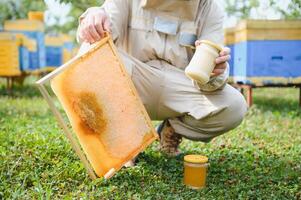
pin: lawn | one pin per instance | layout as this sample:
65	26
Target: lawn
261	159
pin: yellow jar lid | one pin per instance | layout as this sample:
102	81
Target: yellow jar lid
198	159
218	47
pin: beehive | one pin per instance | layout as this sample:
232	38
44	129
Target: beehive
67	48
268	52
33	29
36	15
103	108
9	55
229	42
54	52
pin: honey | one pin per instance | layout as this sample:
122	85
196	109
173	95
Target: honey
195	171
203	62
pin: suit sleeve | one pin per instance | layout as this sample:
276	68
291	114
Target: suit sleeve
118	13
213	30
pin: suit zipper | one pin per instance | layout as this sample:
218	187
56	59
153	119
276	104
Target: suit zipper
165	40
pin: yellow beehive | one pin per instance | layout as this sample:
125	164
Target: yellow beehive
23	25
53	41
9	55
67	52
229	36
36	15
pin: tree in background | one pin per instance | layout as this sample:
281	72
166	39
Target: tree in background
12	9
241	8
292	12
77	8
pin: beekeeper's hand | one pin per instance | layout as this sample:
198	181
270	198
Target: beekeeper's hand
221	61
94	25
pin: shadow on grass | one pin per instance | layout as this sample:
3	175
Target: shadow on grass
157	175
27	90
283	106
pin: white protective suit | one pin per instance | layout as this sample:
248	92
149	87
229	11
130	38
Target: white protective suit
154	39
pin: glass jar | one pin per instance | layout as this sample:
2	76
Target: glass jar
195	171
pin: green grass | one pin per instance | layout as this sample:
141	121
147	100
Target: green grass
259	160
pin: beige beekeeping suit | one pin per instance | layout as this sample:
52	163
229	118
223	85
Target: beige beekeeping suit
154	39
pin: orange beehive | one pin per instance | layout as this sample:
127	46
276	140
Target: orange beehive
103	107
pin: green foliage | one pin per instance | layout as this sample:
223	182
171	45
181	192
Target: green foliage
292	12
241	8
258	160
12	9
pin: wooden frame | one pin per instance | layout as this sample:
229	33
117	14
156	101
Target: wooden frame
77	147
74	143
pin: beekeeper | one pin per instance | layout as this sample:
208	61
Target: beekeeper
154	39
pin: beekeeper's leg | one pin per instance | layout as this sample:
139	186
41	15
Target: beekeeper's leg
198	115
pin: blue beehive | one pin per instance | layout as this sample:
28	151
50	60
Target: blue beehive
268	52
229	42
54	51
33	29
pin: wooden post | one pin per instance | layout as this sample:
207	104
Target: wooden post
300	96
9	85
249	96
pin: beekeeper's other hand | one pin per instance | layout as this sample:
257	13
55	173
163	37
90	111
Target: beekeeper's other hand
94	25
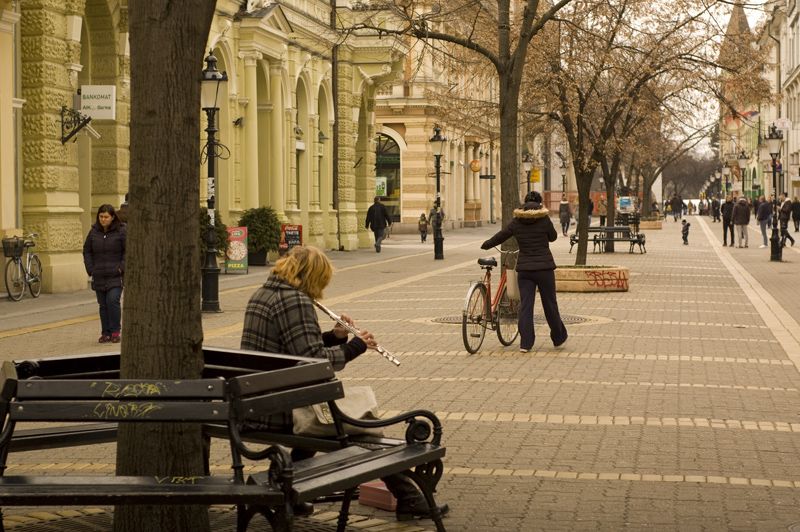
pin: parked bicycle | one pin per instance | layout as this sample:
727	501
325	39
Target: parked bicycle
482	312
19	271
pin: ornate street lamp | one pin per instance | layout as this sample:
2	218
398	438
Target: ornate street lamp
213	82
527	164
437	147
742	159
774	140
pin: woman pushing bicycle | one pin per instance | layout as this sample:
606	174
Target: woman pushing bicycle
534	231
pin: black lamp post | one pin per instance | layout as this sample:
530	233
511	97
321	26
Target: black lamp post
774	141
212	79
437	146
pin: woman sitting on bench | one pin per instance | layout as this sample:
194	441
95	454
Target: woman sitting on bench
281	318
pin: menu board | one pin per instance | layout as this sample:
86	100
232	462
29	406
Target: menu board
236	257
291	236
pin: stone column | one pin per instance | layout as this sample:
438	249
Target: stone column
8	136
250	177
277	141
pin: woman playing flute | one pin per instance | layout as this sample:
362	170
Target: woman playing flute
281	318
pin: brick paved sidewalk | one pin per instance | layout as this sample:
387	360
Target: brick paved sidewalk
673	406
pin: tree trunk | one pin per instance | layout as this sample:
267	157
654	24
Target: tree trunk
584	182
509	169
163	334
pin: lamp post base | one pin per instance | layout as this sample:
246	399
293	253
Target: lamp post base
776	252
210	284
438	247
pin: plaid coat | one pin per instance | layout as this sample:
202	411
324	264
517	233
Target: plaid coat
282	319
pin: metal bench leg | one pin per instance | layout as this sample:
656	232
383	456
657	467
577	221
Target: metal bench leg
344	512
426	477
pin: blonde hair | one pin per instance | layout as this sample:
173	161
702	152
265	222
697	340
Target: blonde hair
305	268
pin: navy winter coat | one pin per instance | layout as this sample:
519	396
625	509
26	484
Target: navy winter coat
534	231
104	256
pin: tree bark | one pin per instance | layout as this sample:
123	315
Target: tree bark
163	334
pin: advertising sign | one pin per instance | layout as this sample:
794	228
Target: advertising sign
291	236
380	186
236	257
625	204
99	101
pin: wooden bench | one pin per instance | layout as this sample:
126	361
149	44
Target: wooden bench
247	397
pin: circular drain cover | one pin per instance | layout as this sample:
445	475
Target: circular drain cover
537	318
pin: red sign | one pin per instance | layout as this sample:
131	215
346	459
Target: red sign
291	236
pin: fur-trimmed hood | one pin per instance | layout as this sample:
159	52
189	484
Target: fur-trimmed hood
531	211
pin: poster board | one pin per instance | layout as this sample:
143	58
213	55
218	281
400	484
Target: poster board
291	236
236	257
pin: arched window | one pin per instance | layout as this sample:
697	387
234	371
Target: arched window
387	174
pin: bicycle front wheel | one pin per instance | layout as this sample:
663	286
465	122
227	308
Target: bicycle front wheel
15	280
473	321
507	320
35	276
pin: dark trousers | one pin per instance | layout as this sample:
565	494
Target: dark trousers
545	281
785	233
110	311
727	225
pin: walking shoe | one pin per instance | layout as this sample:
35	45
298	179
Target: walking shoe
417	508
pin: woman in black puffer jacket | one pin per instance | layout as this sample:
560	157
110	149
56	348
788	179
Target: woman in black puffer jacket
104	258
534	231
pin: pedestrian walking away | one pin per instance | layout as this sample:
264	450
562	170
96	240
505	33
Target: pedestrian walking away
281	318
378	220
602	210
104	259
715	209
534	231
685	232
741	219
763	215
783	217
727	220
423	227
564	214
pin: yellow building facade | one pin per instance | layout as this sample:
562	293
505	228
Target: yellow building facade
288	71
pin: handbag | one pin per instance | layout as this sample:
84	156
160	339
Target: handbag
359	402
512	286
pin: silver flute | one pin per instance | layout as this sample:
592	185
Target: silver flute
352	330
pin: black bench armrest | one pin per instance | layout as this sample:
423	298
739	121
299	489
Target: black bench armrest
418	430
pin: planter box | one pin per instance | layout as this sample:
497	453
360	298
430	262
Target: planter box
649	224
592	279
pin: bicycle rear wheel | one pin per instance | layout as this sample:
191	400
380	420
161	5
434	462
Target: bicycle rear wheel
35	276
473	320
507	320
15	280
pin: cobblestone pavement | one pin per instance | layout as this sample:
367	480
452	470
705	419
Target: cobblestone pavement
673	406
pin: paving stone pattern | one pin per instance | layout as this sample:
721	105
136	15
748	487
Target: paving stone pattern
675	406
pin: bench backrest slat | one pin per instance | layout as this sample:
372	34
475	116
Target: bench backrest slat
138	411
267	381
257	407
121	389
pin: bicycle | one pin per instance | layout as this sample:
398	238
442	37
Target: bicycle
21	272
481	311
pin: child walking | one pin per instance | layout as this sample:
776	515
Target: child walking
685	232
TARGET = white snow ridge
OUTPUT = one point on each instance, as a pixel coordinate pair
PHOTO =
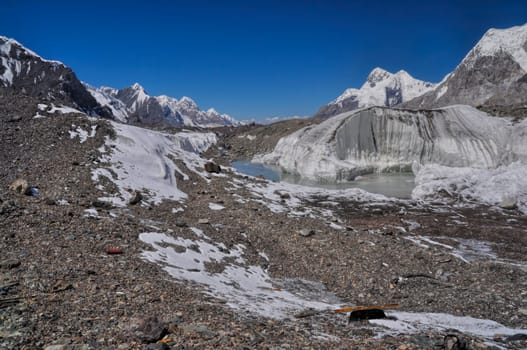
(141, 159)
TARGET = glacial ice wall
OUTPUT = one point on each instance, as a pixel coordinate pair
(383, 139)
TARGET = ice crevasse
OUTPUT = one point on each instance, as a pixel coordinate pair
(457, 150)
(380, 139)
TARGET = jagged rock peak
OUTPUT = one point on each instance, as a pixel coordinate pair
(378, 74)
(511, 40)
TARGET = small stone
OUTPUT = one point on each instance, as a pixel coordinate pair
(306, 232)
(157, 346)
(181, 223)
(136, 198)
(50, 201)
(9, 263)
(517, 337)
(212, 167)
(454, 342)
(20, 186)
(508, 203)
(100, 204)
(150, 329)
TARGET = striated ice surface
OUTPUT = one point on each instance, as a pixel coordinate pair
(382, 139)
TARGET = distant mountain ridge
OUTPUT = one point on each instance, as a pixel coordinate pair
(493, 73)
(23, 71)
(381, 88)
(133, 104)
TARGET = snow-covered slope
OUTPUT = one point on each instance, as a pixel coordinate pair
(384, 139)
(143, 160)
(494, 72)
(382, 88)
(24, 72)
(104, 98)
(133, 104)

◆ ◆ ◆ ◆ ◆ ◆ ◆

• [GIVEN PROBLEM]: Exactly reproduce the lines that run from the line with "TARGET = striated ice surface" through the last line of the records, inclusive.

• [RESULT]:
TARGET = striated ice surface
OUTPUT = one point on each instance, as a pixel coordinate pair
(382, 139)
TARGET = distant mountain ridge
OUTPUT = one point on each instance, as a pixel coordinate pair
(493, 73)
(23, 71)
(381, 88)
(133, 104)
TARGET = snow-covered slope
OUTPUT = one point on each instance, as a pixel coordinate pair
(384, 139)
(143, 160)
(494, 72)
(382, 88)
(24, 72)
(104, 98)
(133, 104)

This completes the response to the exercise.